**Reading passage**
The Black Parade
What parents need to know
Parents Need to Know
Parents need to know that My Chemical Romance continues to produce lyrics that are death-obsessed, but also at times, very well written. "F--k" and "s--t" appear just frequently enough to warrant a "Parental Advisory" sticker. There are also several references to drinking and drugs.
What's the story?
THE BLACK PARADE is, according to lead singer Gerard Way, "way more dramatic, way more theatrical, completely over the top; borderline psychotic" compared to My Chemical Romance's 2004 major-label debut, Three Cheers for Sweet Revenge. There's nothing subtle about this CD, as the band careens from one majestically arranged, death-obsessed anthem to another ("Wouldn't it be grand to take the pistol by the hand/and wouldn't it be great if we were dead?" muses Way on "Dead!") -- with occasional side trips to the local bar. The only subtlety comes in the lyrics of "Cancer" ("Call my Aunt Marie/tell her to gather my things"), a poignant exploration of terminal illness that may mean a lot to anyone who has had personal experience with life-threatening disease.
Is it any good?
The group's exceptional rhythm section, impressive guitar work, and intense lead vocals, along with ever-more dramatic and (some might say) overblown production techniques, create a dark and apocalyptic mood throughout The Black Parade, and some of the songwriting is evocative and poetic. Though not a great choice for overly sensitive teens dealing with severe depression, My Chemical Romance has a lot to offer those who can put the band's bleak worldview in perspective.
Families can talk about...
Families can talk about depression and death-obsession, and the value of expressing thoughts and fears artistically rather than self-destructively.
"Cancer" might have poignant resonance for anyone who has personal experience with the disease.

**What is required**
According to the album review, what was the title of My Chemical Romance's 2004 major-label debut? The items that follow are separate material and are unrelated to the album review.

**Material shown**
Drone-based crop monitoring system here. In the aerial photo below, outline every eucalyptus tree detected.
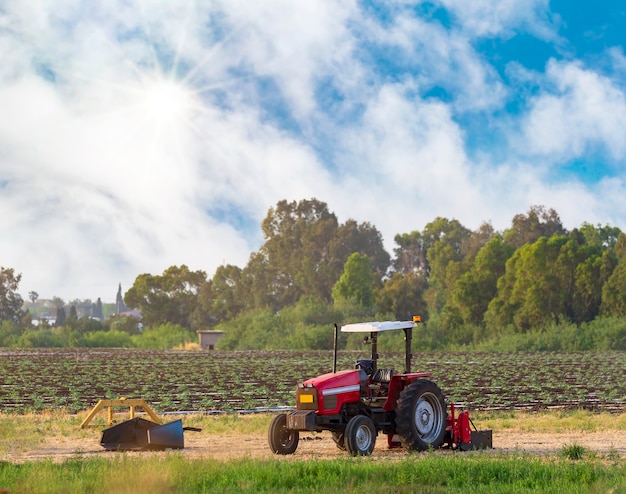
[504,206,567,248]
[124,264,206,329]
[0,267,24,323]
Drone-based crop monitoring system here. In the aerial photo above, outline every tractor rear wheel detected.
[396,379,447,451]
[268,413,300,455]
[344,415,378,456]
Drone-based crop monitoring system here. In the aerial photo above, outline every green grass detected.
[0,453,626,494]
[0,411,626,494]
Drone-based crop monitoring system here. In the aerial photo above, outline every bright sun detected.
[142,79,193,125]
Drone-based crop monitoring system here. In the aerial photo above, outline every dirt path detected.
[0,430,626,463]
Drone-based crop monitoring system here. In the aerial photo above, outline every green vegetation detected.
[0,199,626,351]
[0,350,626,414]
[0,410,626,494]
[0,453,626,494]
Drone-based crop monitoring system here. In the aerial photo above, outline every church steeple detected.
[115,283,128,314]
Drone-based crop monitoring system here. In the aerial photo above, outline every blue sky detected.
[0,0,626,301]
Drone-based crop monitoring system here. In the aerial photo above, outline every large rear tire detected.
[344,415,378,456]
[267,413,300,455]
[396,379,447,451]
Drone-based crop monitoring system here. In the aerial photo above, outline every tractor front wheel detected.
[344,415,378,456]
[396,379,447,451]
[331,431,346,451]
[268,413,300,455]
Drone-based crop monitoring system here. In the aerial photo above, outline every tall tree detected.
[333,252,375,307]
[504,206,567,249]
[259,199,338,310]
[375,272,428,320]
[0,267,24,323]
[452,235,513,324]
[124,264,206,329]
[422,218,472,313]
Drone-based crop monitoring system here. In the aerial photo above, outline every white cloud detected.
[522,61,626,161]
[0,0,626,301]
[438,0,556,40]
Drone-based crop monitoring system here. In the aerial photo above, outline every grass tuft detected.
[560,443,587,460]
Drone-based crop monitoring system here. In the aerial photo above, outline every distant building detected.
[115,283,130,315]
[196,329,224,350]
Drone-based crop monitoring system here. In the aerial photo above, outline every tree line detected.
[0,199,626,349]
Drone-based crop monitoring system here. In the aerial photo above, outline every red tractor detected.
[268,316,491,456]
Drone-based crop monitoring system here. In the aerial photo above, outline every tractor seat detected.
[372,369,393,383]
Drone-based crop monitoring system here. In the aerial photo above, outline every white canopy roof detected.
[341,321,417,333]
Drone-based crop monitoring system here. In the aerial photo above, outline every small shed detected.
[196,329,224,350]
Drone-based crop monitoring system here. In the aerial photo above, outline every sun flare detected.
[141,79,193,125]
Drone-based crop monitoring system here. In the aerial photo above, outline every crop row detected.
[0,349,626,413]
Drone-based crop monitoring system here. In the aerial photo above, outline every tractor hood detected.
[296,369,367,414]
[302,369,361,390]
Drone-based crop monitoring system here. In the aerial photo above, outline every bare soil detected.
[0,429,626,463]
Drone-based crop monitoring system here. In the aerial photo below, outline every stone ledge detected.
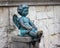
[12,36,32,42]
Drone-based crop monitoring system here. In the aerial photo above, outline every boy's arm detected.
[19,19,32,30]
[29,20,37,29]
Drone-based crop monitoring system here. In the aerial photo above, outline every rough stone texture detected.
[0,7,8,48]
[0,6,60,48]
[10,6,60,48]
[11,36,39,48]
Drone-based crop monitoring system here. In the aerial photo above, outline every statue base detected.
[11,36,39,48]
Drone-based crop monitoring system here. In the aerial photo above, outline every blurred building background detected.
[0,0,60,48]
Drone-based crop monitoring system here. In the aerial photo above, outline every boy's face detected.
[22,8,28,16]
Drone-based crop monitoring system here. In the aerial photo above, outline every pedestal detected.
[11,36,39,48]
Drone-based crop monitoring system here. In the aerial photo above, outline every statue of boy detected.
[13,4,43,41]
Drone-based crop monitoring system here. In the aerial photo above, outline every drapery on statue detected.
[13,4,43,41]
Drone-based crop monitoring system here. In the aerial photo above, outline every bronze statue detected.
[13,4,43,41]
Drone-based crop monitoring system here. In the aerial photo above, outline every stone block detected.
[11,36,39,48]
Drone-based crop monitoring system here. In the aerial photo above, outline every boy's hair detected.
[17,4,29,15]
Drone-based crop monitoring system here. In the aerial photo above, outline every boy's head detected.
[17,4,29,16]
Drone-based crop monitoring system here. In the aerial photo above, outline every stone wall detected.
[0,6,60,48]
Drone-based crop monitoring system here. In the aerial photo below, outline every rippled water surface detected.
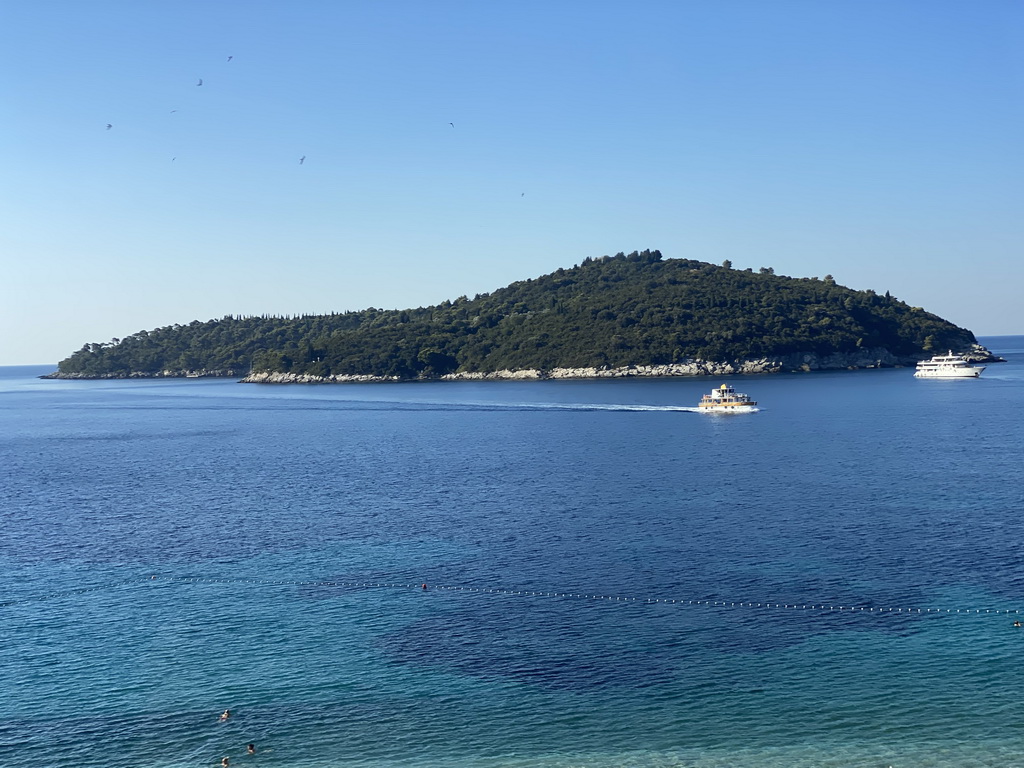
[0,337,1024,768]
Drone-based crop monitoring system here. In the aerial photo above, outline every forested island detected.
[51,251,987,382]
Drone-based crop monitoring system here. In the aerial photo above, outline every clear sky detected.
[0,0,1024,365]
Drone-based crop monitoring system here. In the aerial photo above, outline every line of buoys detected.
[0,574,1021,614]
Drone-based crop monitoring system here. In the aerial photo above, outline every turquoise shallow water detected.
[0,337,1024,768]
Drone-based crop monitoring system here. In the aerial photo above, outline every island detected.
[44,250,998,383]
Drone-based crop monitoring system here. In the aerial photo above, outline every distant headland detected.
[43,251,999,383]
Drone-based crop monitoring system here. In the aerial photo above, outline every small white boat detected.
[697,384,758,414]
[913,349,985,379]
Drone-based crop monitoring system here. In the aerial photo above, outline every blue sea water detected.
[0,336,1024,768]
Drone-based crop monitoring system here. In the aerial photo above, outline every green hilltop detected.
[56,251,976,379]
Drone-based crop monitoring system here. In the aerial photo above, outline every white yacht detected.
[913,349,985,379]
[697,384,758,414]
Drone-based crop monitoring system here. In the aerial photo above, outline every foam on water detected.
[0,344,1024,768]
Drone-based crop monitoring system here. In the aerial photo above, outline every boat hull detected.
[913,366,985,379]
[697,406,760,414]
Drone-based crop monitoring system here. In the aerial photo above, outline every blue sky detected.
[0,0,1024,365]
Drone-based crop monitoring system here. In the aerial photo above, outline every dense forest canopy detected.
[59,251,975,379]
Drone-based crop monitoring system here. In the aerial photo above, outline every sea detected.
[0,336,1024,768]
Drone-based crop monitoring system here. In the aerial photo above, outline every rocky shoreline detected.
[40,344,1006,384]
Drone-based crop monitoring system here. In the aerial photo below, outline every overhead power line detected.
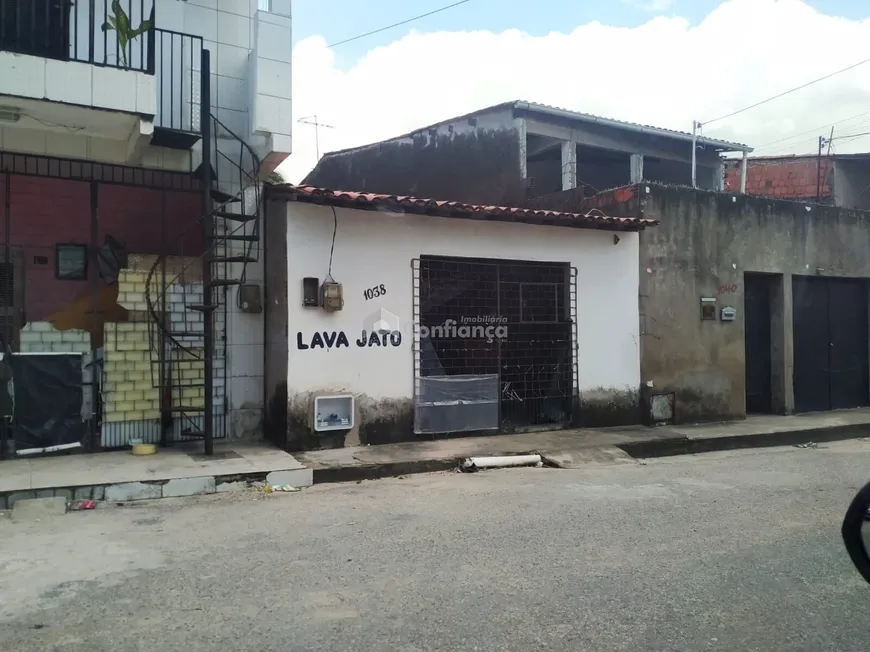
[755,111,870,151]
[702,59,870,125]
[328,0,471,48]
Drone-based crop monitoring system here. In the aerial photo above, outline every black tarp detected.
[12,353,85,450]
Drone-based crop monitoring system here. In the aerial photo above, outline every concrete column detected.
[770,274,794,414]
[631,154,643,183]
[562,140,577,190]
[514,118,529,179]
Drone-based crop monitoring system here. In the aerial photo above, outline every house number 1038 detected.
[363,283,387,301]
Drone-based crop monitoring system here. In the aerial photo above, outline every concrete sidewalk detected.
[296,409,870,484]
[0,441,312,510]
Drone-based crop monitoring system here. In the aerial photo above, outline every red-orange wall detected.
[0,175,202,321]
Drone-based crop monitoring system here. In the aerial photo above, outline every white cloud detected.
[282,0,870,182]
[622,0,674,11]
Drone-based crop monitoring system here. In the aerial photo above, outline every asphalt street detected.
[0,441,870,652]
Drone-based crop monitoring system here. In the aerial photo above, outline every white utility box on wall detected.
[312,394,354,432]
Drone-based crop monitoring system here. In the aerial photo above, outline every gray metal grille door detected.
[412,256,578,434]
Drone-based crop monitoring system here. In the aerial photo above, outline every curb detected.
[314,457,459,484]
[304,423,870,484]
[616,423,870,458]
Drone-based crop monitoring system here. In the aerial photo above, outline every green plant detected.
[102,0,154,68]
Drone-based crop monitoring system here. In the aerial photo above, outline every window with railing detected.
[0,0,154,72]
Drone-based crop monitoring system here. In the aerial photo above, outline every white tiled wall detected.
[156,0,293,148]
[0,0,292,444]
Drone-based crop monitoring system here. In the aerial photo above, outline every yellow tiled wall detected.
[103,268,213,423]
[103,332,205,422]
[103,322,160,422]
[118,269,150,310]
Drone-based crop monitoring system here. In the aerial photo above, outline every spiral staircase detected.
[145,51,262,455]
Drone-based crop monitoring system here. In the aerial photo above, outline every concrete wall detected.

**Task solution**
Three Cheers for Sweet Revenge